* Assignment
Using the data below, copy each line that includes the word "pediment".

* The data
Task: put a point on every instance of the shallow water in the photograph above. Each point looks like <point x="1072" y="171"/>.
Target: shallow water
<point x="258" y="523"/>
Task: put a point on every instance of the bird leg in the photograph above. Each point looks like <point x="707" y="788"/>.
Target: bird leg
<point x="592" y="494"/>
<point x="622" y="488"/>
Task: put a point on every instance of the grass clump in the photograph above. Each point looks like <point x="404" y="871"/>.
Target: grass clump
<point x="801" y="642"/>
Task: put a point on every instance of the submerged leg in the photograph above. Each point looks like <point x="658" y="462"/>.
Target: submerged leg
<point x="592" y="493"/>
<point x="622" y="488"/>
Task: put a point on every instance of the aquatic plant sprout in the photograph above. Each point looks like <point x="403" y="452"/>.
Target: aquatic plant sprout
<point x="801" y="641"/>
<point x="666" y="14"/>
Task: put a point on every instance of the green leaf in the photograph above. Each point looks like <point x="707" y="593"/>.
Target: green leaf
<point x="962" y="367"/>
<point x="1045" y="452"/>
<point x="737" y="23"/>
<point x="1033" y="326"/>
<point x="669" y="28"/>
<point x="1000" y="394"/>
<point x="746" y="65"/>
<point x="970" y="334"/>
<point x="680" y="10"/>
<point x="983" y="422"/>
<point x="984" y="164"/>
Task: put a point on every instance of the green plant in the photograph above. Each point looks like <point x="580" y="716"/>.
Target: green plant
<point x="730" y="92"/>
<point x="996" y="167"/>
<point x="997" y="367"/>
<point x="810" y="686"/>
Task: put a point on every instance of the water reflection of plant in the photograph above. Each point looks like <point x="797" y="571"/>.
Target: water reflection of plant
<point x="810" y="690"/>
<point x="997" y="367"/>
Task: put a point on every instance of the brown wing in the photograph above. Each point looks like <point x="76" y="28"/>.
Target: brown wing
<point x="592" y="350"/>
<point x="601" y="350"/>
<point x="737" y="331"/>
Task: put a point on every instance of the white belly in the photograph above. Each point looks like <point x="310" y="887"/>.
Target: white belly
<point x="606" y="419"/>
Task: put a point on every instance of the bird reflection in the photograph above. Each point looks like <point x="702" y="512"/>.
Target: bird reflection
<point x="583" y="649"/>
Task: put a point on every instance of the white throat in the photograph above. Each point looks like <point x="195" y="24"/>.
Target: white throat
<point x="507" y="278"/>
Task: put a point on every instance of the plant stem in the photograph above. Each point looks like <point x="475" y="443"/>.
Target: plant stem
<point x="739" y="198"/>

--

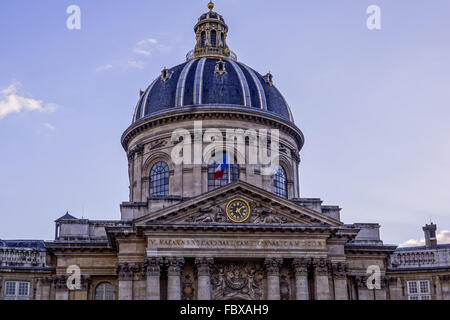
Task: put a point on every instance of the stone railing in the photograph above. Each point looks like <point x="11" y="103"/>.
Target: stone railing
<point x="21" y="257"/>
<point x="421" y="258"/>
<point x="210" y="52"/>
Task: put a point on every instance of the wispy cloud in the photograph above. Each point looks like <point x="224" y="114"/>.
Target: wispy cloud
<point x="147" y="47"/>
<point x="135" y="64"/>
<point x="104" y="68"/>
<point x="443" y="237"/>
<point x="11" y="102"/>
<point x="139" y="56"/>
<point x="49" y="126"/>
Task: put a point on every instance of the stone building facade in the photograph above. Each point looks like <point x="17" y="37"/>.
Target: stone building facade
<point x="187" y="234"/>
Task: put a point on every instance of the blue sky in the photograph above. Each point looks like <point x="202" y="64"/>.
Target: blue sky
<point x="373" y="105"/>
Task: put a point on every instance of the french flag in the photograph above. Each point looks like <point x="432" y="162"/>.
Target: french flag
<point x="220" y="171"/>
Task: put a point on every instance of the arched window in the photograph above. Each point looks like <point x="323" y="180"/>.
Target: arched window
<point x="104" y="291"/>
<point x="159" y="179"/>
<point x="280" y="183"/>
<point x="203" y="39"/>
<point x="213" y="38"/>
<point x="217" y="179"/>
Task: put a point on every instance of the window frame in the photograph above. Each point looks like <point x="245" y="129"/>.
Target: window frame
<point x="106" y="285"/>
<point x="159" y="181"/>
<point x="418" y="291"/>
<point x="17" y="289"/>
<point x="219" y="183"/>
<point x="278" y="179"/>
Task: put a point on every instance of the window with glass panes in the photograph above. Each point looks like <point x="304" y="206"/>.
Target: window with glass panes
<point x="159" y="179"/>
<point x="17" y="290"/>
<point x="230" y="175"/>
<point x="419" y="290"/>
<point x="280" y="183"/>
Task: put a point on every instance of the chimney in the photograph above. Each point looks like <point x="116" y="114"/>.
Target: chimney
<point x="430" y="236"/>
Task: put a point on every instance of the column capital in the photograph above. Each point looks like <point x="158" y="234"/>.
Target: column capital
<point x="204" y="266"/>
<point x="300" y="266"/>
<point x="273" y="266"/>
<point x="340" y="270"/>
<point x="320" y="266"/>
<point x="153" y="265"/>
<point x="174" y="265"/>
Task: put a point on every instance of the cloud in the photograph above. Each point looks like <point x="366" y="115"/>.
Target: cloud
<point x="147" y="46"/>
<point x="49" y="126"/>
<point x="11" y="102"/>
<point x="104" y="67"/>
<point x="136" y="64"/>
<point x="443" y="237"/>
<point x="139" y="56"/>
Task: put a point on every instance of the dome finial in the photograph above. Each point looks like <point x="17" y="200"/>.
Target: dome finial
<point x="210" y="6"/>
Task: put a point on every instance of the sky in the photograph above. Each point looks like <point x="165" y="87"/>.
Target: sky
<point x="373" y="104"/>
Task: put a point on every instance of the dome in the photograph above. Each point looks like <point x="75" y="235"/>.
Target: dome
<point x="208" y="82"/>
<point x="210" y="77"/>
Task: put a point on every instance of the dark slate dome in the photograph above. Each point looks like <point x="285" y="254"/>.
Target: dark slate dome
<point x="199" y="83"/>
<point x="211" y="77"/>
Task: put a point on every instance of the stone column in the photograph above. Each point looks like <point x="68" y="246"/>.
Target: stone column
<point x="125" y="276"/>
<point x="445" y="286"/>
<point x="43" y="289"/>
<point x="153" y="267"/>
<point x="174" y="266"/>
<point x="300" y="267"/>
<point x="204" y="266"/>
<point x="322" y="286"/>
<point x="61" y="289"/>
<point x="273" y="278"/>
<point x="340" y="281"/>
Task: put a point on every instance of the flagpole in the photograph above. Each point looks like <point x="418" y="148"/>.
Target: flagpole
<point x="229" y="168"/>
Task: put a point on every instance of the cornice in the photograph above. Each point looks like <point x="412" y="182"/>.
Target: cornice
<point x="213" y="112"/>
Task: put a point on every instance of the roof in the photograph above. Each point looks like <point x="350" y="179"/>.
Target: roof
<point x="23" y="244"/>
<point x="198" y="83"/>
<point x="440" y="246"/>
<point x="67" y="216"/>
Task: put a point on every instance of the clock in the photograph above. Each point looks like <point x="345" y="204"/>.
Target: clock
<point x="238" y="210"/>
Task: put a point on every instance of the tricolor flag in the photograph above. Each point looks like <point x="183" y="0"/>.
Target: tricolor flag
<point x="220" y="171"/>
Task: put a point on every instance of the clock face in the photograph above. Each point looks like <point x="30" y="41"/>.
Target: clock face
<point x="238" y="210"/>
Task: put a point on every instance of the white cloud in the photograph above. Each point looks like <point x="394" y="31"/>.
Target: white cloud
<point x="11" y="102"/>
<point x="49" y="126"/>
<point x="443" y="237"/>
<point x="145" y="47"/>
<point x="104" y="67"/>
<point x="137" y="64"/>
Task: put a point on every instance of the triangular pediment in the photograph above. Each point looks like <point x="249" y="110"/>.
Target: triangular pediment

* Written response
Task: put a point on every instance of the triangular pediment in the photograph above. Each point looks like <point x="249" y="110"/>.
Target: triangular pediment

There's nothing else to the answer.